Copy each line of the following material that has the string "black".

SUPPLIED RECORDS START

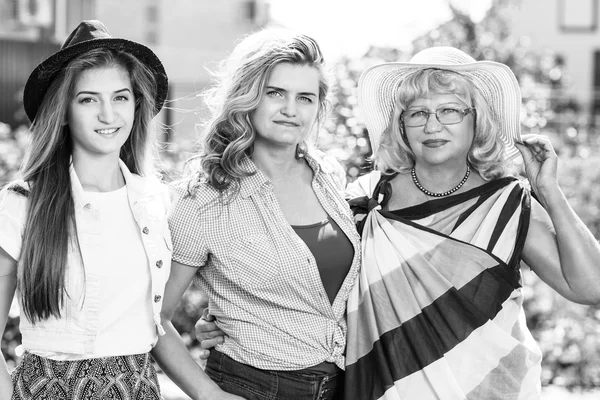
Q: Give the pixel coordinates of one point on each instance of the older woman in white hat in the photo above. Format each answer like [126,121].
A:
[437,312]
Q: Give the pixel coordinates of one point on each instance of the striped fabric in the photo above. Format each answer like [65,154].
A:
[437,311]
[130,377]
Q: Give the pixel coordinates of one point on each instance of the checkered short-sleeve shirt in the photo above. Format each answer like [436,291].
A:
[261,279]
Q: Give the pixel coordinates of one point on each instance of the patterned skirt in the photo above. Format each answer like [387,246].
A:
[131,377]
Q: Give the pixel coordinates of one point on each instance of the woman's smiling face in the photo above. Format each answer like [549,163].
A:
[435,143]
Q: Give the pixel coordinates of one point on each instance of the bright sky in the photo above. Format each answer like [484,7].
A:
[350,26]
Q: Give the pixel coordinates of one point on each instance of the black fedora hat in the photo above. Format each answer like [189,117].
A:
[87,36]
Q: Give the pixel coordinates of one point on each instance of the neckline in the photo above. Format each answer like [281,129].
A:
[438,204]
[113,192]
[316,224]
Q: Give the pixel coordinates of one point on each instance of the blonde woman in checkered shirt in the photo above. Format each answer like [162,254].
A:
[265,231]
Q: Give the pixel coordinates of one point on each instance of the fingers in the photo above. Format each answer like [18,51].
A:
[540,145]
[205,328]
[210,343]
[203,354]
[207,316]
[527,154]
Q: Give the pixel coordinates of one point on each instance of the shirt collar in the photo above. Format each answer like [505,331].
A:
[253,183]
[135,187]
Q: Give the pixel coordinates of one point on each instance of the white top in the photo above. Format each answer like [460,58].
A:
[115,283]
[126,325]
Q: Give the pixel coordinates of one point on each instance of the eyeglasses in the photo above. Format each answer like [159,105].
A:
[446,116]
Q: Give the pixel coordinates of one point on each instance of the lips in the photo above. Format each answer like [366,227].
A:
[434,143]
[287,123]
[109,131]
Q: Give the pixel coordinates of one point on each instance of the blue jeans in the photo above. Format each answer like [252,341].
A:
[257,384]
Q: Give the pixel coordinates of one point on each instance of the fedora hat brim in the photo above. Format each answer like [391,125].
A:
[42,76]
[496,82]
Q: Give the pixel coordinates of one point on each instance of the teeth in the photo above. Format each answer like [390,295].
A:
[106,131]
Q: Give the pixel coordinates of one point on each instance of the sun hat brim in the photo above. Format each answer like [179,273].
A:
[42,76]
[496,82]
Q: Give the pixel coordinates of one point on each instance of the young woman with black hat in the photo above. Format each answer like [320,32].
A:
[84,234]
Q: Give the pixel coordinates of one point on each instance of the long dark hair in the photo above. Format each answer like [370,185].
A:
[50,228]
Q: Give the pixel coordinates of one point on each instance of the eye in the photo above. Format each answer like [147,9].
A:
[274,93]
[86,100]
[418,114]
[449,111]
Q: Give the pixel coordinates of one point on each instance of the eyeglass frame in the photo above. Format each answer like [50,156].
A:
[463,112]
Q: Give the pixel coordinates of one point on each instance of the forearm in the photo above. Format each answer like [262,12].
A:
[6,387]
[579,251]
[174,359]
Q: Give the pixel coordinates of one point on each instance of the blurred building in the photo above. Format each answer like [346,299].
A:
[570,29]
[188,35]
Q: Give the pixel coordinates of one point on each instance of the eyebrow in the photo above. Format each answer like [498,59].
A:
[439,105]
[300,93]
[98,93]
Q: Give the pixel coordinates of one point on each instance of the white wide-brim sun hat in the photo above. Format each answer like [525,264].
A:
[496,82]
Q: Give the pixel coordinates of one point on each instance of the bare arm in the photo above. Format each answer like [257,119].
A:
[8,283]
[170,351]
[559,247]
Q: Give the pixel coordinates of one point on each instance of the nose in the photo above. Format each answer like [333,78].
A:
[433,125]
[289,108]
[107,113]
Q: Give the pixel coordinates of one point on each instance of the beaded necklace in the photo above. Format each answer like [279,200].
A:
[444,194]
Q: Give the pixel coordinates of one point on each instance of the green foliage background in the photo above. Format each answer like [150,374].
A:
[568,334]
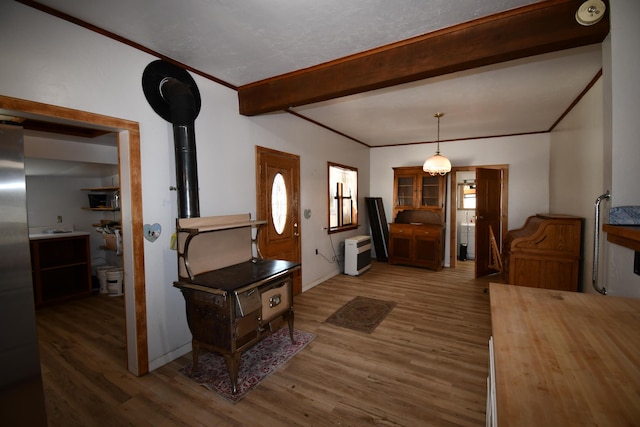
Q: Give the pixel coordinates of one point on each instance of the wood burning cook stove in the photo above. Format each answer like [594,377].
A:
[233,299]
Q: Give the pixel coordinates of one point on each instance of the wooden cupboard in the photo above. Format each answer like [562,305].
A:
[415,189]
[545,252]
[416,237]
[61,268]
[418,245]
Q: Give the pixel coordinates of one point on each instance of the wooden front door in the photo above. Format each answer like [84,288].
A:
[278,202]
[488,214]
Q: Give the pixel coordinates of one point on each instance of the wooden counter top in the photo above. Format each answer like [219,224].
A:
[565,358]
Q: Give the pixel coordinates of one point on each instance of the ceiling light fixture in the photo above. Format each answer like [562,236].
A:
[437,164]
[590,12]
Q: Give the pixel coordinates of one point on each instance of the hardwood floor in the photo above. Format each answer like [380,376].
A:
[425,364]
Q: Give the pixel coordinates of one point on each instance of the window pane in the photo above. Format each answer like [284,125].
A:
[279,203]
[343,197]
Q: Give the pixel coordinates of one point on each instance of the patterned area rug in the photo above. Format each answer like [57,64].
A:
[361,314]
[256,364]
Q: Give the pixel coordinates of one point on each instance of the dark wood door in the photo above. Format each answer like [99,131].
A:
[488,215]
[278,202]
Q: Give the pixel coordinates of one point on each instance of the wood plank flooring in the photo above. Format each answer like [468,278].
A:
[425,364]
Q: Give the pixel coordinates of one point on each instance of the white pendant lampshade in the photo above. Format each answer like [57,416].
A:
[437,164]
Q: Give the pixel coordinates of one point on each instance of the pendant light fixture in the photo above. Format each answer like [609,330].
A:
[437,164]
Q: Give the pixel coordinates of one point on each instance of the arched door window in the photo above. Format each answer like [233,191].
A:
[279,203]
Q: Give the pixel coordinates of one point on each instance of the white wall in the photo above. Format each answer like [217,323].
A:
[62,64]
[621,68]
[576,171]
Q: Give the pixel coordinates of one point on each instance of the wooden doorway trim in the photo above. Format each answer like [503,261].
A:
[453,205]
[128,135]
[285,243]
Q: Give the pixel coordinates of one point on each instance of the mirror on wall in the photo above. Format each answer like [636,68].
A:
[467,195]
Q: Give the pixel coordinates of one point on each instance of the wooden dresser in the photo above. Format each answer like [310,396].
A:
[563,358]
[545,252]
[416,237]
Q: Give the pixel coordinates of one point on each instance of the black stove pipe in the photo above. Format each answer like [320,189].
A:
[174,95]
[184,111]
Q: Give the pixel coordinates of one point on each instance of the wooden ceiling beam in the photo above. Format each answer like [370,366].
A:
[536,29]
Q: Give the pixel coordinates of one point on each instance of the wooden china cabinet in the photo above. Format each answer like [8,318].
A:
[416,235]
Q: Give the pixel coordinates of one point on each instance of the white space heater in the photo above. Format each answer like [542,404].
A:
[357,255]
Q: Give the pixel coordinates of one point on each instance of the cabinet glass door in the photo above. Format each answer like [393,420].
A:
[405,191]
[430,192]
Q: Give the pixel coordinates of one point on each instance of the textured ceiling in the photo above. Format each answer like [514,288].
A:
[240,42]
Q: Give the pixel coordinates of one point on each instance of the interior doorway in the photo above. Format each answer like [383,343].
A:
[481,240]
[128,136]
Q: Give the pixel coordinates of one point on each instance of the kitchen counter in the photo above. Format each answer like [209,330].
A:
[37,236]
[565,358]
[54,231]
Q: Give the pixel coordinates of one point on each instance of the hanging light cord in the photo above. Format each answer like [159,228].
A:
[438,115]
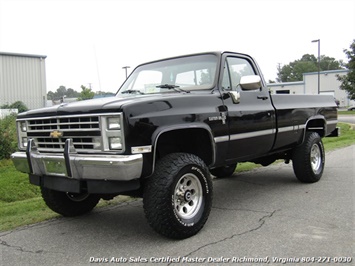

SUPPLIED RECORDS END

YOUR SOLUTION →
Q: Give the pixel coordinates of one point on each instance of the black fedora hat in the photo above. Format each answer like [189,117].
Q: Give the pixel coordinates of one point on each instance of the young woman with black hat in the photo above. Format each answer like [320,32].
Q: Give the pixel coordinates of one point on each instance of the black stove pipe in the photo above. Format each answer like [320,189].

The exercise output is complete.